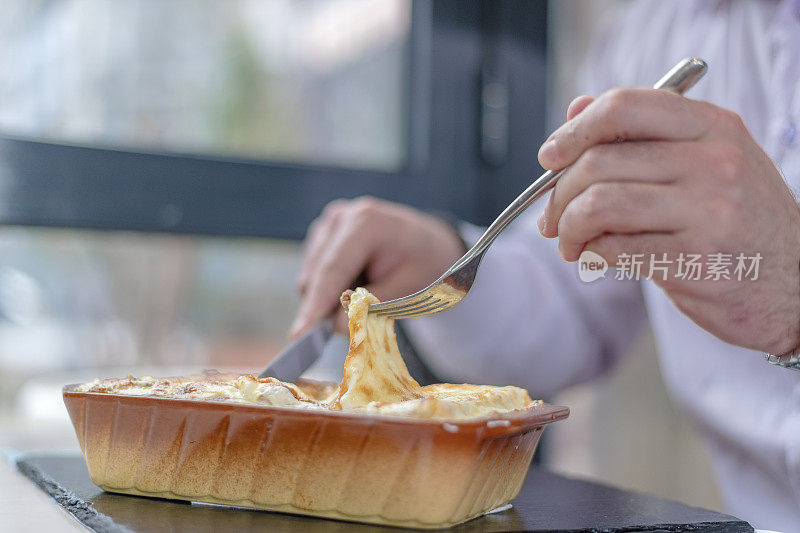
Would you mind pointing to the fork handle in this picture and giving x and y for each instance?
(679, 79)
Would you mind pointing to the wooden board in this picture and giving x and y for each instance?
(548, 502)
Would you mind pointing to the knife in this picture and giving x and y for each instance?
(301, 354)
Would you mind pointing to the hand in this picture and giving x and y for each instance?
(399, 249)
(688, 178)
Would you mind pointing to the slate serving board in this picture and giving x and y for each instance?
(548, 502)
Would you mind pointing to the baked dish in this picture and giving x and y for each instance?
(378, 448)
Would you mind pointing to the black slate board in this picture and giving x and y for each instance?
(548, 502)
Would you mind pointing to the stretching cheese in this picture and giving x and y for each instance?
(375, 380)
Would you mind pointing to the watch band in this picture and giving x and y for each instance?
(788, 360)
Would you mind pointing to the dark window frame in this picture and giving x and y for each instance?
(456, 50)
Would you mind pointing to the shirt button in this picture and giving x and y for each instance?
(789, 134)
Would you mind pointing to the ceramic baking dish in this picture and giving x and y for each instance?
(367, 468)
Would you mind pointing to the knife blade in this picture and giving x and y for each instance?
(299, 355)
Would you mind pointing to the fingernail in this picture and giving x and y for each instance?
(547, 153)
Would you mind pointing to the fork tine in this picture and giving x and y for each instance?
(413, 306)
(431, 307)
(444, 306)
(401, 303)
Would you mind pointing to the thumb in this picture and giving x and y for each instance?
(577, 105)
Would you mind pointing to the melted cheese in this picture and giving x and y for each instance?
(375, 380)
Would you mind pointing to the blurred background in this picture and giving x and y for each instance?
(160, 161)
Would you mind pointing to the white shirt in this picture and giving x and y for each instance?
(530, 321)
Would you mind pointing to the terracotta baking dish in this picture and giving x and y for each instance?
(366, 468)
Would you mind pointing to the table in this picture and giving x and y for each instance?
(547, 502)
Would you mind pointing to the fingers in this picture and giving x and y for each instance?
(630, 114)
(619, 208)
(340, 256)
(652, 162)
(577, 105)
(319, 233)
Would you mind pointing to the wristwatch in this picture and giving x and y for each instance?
┄┄┄┄┄┄┄┄┄┄
- WHAT TO PRODUCE -
Retype all records exactly as shown above, images excluded.

- SOLUTION TO THIS EXERCISE -
Would you mind pointing to the fork handle in this picture and giving x and y for each instance?
(679, 79)
Would you mind pointing to the wooden board in this picture and giving x and y for each instance?
(548, 502)
Would you mind pointing to the knife in this picture and giving x and y for each instance?
(301, 354)
Would you mind pointing to the hand in this picture and giving x and y for each instance?
(399, 249)
(688, 178)
Would you mind pointing to the slate serving board in this picture and giving x and y for each instance?
(548, 502)
Would you mind pointing to the baked dish in this picture and giving x and y for each instance?
(378, 448)
Would you mind pointing to the black slate board in this picture and giving x and y for each instance?
(548, 502)
Would you mind pointing to the stretching cheese in this picture and giving x and y for each instance?
(375, 380)
Would you mind pointing to the watch band in this picture and giving x and y for each instance?
(788, 360)
Would you mind pointing to the dark window frame in this picture and giving x and y for each instance?
(456, 50)
Would you mind pointing to the shirt button in this picture and giving x and y for each instance?
(789, 134)
Would you mind pointing to the ceramic baking dish in this picture and giving x and y for each instance?
(367, 468)
Would you mind pointing to the knife blade in this picture and giving x and y for each instance?
(299, 355)
Would you mind pointing to the fingernail in this picture and giving x and y for each instance?
(547, 153)
Would you mind pointing to the fork tine in this picture and giving x and y for each instance?
(413, 306)
(431, 307)
(444, 306)
(401, 303)
Would you mind pointing to the thumb in this picture and giving x and y for each instance?
(577, 105)
Would you mind pointing to the melted cheese in this picture and giving x and y for each instance?
(375, 380)
Would you mind pointing to the blurred background in this picture and giving x and y for each instance?
(160, 161)
Would you mind pointing to the white shirt in this picture and giving x and y for each instance?
(530, 321)
Would you mind pointing to the terracotta baking dish in this picture and giving x and y for each instance?
(366, 468)
Would you mind pointing to the table in this picture and giving x and y for each instance?
(547, 502)
Would you mind pointing to the fingers in this picture and giving x and y for each instance?
(630, 114)
(619, 208)
(340, 256)
(652, 162)
(577, 105)
(319, 233)
Would you mind pointing to the wristwatch in this picture and giving x and y for each instance?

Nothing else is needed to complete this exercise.